**THE TASK**: Please rewrite the records, requests included, from the start through the line holding "567 148 L 601", inclusive, scaling every coordinate in the answers by 1.15 and rounding each to a whole number, with halves rounded up. Keep all numbers in the requests and their format samples as they are.

Records from a data collection
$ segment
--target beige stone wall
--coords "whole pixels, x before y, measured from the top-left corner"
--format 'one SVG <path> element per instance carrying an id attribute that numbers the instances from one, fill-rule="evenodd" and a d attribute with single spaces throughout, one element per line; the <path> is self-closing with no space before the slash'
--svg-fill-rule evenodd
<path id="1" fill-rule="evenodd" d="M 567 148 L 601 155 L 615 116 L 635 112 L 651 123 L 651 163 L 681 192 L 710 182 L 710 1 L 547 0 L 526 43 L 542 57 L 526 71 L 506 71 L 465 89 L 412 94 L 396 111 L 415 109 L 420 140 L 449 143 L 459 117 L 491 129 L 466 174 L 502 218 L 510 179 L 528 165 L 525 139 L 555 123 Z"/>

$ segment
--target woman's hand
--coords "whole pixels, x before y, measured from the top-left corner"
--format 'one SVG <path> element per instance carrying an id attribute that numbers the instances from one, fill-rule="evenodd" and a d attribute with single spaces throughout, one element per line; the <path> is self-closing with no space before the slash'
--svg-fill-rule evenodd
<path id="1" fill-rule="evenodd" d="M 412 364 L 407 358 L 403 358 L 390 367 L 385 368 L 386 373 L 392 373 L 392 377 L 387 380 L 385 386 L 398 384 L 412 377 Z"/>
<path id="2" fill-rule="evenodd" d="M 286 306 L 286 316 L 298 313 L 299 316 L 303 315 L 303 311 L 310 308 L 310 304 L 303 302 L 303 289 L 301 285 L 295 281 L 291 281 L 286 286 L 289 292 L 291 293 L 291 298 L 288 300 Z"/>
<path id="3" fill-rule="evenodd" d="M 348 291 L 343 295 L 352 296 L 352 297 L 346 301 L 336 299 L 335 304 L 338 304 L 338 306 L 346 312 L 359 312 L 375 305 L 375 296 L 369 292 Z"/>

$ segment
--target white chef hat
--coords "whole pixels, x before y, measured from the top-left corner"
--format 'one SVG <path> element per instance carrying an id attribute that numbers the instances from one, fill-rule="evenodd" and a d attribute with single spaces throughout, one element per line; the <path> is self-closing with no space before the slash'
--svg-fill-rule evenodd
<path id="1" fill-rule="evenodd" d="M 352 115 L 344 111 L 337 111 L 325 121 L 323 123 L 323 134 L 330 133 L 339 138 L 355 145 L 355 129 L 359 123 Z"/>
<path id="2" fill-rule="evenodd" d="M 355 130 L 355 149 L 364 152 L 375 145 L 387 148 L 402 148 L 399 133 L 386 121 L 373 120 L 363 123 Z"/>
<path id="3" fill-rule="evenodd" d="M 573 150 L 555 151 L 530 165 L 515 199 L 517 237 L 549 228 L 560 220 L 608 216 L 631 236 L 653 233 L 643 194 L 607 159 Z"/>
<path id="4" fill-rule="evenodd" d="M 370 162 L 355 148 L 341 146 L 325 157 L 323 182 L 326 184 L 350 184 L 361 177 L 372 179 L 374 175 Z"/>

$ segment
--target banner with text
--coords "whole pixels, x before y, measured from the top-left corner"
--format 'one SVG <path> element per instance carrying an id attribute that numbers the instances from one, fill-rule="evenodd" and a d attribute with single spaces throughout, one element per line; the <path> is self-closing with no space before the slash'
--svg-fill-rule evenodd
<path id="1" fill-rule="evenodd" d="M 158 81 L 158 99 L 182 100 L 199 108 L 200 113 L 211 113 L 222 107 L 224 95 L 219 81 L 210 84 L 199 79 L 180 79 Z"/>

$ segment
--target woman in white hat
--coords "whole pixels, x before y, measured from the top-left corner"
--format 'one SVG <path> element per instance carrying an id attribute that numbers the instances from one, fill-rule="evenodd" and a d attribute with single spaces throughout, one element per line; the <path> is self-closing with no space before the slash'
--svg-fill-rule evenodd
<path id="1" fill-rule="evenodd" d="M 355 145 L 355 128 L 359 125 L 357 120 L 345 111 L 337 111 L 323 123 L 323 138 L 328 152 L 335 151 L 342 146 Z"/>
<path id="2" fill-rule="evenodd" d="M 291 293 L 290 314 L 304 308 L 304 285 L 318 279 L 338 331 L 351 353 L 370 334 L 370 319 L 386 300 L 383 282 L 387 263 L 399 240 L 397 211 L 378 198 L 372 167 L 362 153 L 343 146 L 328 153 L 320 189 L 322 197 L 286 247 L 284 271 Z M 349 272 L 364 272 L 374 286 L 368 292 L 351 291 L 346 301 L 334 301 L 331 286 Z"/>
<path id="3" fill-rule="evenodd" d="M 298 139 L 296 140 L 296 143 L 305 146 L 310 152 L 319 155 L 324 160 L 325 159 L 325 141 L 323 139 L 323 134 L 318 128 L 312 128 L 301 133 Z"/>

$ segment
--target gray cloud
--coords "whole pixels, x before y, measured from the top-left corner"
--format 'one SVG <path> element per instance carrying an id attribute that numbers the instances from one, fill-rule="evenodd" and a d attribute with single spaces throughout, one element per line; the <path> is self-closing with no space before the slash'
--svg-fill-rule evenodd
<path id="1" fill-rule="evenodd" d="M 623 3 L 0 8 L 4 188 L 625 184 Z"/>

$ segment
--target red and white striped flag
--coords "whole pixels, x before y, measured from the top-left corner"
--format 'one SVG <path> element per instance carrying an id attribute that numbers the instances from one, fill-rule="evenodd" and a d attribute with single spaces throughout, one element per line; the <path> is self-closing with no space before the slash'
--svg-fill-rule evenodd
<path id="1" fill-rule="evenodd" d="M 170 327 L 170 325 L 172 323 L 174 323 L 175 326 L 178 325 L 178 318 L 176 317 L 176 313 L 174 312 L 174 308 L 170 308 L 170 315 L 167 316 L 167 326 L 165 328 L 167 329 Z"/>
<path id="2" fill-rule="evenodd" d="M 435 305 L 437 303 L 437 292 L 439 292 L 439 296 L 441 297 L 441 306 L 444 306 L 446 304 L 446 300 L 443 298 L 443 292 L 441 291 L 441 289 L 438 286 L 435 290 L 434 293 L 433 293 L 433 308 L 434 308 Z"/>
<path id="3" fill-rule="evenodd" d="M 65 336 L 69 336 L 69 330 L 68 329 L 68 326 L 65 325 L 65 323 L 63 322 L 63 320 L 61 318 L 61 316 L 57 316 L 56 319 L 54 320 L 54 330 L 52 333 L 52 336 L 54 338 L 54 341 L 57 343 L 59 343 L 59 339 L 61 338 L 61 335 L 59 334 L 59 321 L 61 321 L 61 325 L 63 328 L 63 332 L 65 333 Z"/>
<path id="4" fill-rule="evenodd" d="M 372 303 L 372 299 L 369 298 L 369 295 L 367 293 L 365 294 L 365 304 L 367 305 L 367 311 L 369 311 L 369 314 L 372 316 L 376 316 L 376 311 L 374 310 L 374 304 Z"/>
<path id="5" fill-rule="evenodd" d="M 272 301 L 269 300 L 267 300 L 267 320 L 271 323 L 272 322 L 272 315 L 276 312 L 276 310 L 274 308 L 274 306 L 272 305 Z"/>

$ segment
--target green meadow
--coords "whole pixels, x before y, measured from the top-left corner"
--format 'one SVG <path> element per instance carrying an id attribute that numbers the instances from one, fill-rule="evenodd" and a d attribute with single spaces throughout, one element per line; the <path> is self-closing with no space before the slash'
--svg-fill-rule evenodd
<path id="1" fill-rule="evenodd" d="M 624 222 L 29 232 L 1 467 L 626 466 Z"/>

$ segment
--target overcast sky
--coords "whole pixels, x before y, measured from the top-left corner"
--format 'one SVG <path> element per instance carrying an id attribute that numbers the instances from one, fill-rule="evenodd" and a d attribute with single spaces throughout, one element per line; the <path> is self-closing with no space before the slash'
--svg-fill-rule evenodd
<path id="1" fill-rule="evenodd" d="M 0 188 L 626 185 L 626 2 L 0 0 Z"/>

**WRITTEN SOLUTION**:
$ segment
--target beige stone wall
--coords "whole pixels, x before y, measured from the top-left corner"
--format 'one SVG <path> element per instance carrying an id attribute that numbers the instances from one, fill-rule="evenodd" and a d attribute with single spaces throughout, one element per line; the <path> is self-closing with no space before the slash'
--svg-fill-rule evenodd
<path id="1" fill-rule="evenodd" d="M 652 170 L 691 178 L 707 133 L 730 129 L 749 141 L 749 187 L 783 221 L 817 209 L 817 1 L 629 0 L 605 49 L 623 66 L 605 82 L 582 82 L 535 102 L 474 108 L 455 128 L 477 125 L 483 161 L 516 164 L 528 135 L 565 148 L 536 200 L 577 251 L 587 206 L 607 190 L 604 160 L 638 141 Z"/>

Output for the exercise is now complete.